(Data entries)
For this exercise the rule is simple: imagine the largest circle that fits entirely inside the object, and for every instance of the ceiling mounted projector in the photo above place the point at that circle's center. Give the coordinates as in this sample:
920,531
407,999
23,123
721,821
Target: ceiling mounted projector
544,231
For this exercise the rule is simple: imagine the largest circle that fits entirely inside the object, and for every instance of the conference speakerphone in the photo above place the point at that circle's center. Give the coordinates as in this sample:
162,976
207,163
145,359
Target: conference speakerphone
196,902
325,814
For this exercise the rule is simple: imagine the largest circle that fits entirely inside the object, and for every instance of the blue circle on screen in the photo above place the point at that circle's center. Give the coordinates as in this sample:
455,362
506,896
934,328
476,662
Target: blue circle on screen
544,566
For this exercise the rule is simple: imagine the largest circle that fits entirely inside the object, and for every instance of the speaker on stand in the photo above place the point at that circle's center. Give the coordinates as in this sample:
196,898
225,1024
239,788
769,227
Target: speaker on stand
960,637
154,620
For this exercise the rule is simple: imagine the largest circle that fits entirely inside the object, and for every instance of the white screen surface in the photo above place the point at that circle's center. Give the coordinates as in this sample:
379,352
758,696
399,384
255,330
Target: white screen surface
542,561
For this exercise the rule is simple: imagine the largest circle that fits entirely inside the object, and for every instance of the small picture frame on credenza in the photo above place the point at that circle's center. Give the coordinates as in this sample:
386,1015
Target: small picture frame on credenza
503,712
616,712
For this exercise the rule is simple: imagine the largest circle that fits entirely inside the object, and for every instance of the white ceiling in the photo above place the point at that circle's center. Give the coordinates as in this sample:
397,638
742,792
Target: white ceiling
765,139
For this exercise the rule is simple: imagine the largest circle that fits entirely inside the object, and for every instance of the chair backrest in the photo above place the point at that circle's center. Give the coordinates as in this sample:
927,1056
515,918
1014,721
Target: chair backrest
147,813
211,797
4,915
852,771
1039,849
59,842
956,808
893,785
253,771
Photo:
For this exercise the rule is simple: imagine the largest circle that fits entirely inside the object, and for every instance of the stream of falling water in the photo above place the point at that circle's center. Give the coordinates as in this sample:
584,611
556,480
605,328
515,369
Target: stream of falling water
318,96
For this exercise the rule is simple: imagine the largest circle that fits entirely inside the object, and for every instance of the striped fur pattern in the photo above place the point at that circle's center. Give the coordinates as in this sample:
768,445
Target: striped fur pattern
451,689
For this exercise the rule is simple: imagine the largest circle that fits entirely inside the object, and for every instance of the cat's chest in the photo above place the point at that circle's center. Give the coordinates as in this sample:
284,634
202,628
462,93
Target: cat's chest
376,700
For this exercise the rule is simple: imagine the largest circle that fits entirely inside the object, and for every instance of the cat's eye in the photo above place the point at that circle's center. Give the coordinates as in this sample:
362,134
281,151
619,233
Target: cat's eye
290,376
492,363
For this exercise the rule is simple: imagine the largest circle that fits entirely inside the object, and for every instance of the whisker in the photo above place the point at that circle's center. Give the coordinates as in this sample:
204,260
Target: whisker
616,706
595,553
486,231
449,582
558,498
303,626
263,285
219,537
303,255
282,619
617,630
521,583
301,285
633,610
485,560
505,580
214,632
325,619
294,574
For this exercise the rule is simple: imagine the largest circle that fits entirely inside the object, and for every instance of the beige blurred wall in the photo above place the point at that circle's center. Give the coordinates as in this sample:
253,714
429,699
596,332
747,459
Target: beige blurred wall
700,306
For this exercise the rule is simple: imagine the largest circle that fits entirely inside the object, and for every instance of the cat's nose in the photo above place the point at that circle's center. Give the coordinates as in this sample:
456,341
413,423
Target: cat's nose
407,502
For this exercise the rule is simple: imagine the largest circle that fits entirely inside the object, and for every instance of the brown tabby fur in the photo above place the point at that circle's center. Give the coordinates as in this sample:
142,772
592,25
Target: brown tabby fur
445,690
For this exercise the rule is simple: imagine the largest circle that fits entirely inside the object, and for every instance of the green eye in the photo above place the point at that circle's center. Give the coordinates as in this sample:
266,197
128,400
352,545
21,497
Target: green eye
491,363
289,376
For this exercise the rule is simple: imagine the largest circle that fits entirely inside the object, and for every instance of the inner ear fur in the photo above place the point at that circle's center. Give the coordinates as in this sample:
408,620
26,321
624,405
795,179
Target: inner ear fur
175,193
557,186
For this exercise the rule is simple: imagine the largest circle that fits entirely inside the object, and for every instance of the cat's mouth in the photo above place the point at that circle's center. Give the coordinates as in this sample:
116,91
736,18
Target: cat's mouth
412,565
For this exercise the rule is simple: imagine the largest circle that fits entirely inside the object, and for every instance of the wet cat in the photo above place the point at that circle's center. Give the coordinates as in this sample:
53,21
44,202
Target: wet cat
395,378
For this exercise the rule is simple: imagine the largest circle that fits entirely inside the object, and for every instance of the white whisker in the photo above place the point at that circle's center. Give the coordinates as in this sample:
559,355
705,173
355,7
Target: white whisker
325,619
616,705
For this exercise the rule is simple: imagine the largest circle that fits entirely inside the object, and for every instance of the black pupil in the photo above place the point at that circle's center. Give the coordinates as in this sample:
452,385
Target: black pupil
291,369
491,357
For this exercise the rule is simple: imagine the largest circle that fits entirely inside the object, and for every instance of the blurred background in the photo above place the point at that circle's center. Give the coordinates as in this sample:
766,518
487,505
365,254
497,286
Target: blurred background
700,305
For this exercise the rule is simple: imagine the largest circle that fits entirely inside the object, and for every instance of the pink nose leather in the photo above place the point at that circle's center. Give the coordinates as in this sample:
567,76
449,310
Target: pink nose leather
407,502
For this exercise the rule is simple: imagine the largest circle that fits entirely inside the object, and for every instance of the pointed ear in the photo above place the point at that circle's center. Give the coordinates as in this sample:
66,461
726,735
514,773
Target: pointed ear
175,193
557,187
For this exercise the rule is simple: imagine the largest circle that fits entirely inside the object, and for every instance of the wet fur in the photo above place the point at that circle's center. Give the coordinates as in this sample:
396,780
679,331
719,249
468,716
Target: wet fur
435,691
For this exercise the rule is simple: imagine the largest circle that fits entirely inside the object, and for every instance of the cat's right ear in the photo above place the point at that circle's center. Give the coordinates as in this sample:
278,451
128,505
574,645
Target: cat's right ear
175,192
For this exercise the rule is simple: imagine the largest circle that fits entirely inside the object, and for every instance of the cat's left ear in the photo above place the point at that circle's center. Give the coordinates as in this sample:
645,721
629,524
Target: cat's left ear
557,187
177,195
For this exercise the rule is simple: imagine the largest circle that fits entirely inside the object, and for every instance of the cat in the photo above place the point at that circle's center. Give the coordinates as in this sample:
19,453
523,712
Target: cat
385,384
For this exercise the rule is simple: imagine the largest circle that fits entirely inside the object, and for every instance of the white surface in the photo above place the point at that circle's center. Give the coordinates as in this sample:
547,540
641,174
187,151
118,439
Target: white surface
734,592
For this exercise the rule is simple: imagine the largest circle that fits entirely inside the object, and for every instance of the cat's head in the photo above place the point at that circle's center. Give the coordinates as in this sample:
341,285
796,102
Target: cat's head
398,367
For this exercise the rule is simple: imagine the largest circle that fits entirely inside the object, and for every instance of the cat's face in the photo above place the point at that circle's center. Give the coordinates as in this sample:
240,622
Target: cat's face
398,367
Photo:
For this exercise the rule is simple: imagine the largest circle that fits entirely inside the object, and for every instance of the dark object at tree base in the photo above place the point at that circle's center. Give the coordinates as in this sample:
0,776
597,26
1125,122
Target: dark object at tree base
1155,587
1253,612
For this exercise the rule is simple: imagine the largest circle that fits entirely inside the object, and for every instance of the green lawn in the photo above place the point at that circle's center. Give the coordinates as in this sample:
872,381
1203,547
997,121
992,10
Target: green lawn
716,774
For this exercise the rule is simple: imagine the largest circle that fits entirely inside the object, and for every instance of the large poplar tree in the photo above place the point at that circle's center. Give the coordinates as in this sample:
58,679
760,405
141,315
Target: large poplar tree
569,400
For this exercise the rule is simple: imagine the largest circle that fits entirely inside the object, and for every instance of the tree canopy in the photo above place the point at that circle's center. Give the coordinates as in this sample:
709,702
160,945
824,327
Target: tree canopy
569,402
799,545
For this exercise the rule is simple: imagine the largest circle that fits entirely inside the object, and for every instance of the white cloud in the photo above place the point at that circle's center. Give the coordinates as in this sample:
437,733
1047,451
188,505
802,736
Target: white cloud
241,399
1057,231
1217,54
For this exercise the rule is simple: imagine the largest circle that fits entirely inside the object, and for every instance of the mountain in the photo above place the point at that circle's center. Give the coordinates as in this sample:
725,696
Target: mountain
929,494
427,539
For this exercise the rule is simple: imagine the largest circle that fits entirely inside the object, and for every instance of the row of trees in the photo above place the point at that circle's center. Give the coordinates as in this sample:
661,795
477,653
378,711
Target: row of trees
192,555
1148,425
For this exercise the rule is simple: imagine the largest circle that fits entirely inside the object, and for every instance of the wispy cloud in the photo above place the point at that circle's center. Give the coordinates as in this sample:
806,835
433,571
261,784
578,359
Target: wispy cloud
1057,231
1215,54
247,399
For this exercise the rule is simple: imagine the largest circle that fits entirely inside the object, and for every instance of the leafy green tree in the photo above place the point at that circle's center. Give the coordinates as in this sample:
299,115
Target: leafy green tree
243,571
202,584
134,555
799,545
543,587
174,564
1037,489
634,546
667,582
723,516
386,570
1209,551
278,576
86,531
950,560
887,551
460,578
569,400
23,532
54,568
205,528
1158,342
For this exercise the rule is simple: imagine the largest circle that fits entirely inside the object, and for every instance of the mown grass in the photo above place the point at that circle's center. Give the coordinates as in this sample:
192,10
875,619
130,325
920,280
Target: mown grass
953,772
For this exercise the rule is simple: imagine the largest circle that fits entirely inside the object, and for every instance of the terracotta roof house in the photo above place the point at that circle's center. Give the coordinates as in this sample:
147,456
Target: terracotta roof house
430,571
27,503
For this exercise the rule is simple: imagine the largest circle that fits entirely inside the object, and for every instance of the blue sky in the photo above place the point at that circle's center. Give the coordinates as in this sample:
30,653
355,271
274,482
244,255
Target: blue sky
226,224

#### Action item
All lines from the one with "of the terracotta" to the end of the entries above are to be written out exactly, the first and last included.

#### Result of this exercise
For this exercise the rule is simple: imagine the largest circle that fits entirely inside the object, and for every instance of the terracotta roof house in the photo above place the point at that circle's center. Give the coordinates as in this sample:
147,456
Target: terracotta roof house
430,571
27,503
For this exercise the rule is simple: imagine the largest circle that fits entirely inside the object, and for every instance of the blue sky in the photo above place the point at that circle's center. Give the coordinates as in this sample:
30,653
355,271
274,482
244,255
Target: blue sky
226,224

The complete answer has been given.